PROBLEMS TO SOLVE –
A. According to the financial excerpt, what is the maximum potential amount of future payments the Company could be required to make under its standby letters of credit?
B. Extract every line of the rows below that contains the string "stone". Case counts.

EXCERPT TO READ –
* * * * * * * * *
Standby letters of credit are conditional commitments issued to guarantee the
performance of a customer to a third party. Standby letters of credit generally
are contingent upon the failure of the customer to perform according to the
terms of the underlying contract with the third party. The Company is required
to perform under a standby letter of credit when drawn upon by the guaranteed
third party in the case of nonperformance by the Company's customer. The credit
risk associated with standby letters of credit is essentially the same as that
involved in extending loans to customers and is subject to normal credit
policies. Collateral may be obtained based on management's credit assessment of
the customer. The maximum potential amount of future payments the Company could
be required to make under these standby letters of credit is $11.9 million, of
which $10.3 million is fully collateralized. No liability has been recorded for
these obligations. There are no recourse provisions that would enable the
Company to recover any amounts from third parties.
9
(7) STOCK-BASED COMPENSATION
The Company accounts for its stock-based compensation plans under the provisions
of APB Opinion No. 25, "Accounting for Stock Issued to Employees" utilizing the
intrinsic-value-based method, on which APB No. 25 is based. In accordance with
SFAS No. 123 "Accounting for Stock-based Compensation," ("SFAS 123") the Company
previously adopted the disclosure-only option and continues to apply the
provisions of APB No. 25, for financial statement purposes. The Black-Scholes
option pricing model was used to determine the fair value estimates for
disclosure purposes.
The Company applies APB Opinion No. 25 and related interpretations in accounting
for its plans. Had compensation costs for the Stock Option Plan been determined
consistent with the fair value method of SFAS 123, which requires entities to
expense an estimated fair value of employee stock options granted, the Company's
net income and earnings per share would have been reduced to the pro forma
amounts indicated below (in thousands, except per share amounts):
THREE MONTHS THREE MONTHS
ENDED ENDED
SEPTEMBER 30, SEPTEMBER 30,
2003 2002
---------- ----------
Net income:
As reported $ 12,456 11,443
Deduct total stock-based employee
compensation expense determined
under fair-value-based method for
all awards, net of tax (124) (91)
---------- ----------
Pro forma 12,332 11,352
========== ==========
Basic earnings per share:
As reported 0.26 0.24
Pro forma 0.26 0.24
Diluted earnings per share:
As reported 0.26 0.24
Pro forma 0.26 0.24
There was no stock-based employee compensation expense included in reported net
income during the three months ended September 30, 2003 or 2002.
* * * * * * * * *
ROWS –
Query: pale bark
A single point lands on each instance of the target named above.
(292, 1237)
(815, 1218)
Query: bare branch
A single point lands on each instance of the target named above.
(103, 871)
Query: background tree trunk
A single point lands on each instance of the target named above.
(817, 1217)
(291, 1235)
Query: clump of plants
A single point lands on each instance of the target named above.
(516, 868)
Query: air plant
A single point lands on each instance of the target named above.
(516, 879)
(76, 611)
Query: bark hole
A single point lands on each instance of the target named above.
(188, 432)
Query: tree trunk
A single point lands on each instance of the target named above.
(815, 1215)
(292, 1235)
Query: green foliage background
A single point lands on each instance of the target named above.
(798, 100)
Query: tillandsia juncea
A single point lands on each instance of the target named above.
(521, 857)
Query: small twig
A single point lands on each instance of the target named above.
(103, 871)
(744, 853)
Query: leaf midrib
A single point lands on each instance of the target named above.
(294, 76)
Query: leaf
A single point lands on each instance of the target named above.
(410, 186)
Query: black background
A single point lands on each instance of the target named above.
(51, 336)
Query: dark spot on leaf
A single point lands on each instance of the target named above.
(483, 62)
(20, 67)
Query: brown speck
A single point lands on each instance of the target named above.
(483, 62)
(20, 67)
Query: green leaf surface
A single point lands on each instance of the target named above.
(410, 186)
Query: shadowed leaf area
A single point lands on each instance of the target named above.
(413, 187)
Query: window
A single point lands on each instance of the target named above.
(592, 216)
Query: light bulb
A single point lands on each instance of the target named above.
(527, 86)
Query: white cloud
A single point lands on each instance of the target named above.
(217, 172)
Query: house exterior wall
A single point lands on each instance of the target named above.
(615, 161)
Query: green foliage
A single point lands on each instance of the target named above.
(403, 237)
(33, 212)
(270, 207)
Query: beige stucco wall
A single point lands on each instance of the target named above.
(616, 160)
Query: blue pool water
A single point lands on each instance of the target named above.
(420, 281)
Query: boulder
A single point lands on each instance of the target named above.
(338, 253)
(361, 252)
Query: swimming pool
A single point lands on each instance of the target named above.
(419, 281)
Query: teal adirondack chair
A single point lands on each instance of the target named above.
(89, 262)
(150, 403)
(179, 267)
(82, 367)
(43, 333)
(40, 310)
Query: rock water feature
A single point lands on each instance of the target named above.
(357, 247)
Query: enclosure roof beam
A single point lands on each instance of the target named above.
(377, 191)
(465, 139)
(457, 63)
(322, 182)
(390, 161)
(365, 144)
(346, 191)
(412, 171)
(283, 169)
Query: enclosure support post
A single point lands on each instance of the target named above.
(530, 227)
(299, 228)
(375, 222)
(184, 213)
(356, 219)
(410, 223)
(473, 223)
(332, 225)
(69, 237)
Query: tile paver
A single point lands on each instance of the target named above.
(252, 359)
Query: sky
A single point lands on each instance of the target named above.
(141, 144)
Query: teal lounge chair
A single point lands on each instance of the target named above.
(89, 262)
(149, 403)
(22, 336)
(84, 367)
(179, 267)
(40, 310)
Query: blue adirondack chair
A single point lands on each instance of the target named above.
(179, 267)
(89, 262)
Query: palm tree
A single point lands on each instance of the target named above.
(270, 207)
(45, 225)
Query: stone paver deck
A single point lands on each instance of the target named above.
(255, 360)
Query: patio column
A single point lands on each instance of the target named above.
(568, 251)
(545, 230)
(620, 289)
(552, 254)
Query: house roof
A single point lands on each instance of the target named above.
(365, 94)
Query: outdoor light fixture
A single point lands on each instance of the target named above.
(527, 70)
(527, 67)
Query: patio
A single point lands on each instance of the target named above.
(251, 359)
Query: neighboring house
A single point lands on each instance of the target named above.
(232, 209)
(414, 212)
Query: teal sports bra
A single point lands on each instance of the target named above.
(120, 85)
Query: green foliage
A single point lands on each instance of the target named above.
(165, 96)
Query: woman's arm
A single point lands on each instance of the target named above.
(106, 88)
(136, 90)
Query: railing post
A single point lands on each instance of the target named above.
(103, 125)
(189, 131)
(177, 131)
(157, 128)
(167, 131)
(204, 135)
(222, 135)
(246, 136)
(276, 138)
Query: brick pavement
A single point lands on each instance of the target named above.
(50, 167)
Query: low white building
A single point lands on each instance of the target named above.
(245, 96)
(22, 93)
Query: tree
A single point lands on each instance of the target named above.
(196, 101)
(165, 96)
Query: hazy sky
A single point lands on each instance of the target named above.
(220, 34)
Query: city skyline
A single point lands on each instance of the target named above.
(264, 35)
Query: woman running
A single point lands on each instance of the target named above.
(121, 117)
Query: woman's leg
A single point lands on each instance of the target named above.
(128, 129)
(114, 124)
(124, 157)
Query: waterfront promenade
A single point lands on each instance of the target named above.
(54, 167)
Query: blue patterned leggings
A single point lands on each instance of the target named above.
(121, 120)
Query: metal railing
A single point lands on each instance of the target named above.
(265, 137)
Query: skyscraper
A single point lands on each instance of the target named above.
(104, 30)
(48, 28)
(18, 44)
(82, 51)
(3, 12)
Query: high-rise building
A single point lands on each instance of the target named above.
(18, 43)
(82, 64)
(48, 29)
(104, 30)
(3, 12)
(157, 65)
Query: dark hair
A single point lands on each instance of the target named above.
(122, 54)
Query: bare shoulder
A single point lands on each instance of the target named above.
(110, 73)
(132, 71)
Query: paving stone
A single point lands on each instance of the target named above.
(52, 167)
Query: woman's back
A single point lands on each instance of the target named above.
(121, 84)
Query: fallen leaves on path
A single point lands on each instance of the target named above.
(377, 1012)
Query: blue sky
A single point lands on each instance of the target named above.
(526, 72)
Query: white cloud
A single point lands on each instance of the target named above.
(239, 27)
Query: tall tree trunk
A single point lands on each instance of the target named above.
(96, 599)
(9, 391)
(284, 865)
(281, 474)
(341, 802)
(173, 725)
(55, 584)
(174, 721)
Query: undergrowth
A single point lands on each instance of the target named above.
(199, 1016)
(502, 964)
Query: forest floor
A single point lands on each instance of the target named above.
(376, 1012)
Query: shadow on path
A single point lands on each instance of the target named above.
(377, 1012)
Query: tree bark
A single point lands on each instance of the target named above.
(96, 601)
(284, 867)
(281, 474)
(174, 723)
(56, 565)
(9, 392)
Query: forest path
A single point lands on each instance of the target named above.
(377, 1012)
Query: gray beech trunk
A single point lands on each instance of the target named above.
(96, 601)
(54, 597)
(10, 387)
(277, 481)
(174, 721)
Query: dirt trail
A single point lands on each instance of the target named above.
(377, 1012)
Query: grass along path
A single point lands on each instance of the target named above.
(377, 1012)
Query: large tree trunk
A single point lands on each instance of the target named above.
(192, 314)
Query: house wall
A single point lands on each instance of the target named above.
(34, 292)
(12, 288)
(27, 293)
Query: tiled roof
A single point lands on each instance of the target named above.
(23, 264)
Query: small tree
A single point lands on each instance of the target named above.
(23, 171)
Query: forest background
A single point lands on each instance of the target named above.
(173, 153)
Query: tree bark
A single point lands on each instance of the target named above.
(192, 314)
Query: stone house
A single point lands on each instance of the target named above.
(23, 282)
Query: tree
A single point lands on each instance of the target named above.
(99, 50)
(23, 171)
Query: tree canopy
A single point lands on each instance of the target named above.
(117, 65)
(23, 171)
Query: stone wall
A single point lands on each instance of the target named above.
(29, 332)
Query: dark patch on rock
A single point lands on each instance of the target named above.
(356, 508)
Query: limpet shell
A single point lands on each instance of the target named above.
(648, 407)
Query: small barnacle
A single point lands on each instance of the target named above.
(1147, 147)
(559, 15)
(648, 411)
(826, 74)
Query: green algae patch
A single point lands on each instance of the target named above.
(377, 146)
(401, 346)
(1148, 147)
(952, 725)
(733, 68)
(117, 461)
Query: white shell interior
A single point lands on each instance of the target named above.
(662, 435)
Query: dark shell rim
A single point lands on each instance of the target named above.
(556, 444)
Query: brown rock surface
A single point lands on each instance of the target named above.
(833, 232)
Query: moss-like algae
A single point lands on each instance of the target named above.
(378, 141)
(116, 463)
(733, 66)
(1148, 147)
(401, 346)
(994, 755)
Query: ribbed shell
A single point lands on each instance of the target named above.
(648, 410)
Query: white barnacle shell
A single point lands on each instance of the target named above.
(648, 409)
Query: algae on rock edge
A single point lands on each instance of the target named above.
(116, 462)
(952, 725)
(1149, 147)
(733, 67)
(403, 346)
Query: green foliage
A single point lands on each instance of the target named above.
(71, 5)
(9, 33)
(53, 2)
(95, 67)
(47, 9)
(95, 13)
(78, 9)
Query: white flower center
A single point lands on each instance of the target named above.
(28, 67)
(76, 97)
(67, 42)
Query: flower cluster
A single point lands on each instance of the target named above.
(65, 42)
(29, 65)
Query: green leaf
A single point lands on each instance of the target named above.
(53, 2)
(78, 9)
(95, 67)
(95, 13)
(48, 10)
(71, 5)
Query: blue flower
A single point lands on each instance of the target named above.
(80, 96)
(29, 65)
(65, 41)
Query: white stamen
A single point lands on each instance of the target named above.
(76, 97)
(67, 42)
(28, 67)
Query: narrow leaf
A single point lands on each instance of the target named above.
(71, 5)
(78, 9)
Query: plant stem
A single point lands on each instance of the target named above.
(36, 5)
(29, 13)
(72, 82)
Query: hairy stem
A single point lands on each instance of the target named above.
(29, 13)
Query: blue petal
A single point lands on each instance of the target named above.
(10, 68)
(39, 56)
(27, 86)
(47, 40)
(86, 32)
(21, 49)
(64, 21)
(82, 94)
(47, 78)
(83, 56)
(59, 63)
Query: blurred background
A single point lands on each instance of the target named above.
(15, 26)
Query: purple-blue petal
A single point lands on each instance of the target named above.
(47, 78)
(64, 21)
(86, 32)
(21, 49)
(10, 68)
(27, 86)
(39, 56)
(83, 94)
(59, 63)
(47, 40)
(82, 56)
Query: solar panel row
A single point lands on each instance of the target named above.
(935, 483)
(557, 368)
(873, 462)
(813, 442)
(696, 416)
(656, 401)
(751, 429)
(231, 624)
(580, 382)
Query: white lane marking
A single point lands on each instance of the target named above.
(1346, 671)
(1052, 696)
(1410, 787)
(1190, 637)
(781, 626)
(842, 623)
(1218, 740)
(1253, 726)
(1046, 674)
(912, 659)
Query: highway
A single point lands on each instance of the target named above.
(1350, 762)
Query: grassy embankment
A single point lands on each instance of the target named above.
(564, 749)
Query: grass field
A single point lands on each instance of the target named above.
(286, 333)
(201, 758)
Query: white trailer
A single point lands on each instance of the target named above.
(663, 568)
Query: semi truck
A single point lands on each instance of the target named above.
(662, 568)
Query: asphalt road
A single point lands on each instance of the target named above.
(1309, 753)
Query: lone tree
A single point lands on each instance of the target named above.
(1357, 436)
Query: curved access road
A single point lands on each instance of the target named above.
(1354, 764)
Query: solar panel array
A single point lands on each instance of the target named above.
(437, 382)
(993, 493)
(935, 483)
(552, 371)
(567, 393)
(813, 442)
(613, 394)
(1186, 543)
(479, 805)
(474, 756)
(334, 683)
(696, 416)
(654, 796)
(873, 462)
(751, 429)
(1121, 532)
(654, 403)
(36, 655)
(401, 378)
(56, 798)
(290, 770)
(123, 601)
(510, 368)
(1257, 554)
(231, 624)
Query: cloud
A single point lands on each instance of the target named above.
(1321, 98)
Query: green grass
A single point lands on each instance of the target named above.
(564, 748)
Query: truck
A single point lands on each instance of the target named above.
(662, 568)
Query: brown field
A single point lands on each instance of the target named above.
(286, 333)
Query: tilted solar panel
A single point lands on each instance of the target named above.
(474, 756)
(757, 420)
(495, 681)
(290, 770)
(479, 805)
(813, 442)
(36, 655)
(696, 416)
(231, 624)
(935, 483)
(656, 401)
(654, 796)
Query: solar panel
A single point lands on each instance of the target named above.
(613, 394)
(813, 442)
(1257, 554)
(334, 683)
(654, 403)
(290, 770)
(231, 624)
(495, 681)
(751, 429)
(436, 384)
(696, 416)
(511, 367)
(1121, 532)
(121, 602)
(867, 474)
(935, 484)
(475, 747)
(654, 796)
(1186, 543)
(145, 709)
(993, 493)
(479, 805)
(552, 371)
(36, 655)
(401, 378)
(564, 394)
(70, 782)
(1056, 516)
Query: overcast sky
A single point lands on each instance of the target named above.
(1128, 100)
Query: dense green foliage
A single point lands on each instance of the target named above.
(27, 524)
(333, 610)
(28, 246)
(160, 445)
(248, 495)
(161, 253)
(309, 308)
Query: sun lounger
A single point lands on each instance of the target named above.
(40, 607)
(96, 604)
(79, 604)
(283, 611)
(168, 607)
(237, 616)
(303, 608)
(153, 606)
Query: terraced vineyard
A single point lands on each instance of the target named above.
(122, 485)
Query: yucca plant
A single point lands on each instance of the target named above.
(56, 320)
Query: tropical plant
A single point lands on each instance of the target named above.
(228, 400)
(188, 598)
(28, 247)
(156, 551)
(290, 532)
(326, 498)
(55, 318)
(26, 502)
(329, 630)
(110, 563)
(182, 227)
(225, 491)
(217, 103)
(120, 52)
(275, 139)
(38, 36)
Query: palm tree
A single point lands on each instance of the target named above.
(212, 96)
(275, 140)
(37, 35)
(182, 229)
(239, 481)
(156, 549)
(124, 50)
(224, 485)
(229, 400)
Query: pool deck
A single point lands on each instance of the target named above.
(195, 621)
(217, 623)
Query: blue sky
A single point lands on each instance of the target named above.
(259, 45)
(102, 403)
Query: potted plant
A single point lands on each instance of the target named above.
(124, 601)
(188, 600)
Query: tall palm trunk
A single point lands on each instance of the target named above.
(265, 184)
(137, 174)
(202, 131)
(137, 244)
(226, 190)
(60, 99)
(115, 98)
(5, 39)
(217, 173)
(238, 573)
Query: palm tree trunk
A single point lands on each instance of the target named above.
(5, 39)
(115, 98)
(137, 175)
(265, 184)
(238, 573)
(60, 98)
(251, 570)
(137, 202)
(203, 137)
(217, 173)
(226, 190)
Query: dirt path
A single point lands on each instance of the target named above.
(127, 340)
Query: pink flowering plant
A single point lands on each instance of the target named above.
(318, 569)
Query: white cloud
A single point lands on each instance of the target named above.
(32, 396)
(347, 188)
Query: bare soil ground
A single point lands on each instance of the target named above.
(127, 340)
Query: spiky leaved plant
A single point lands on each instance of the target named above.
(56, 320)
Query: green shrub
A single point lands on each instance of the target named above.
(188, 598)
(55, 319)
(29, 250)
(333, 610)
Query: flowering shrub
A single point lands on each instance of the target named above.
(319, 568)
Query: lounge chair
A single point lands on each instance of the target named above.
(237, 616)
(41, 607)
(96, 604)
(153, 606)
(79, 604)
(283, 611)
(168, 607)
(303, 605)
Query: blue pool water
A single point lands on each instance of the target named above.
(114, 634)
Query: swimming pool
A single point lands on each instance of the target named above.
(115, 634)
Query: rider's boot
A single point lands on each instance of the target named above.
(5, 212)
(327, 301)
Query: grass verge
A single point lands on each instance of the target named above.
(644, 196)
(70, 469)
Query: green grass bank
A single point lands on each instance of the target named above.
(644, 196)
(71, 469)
* * * * * * * * *
THE RESULTS –
A. $11.9 million

B.
Query: stone paver deck
Query: paving stone
Query: stone house
Query: stone wall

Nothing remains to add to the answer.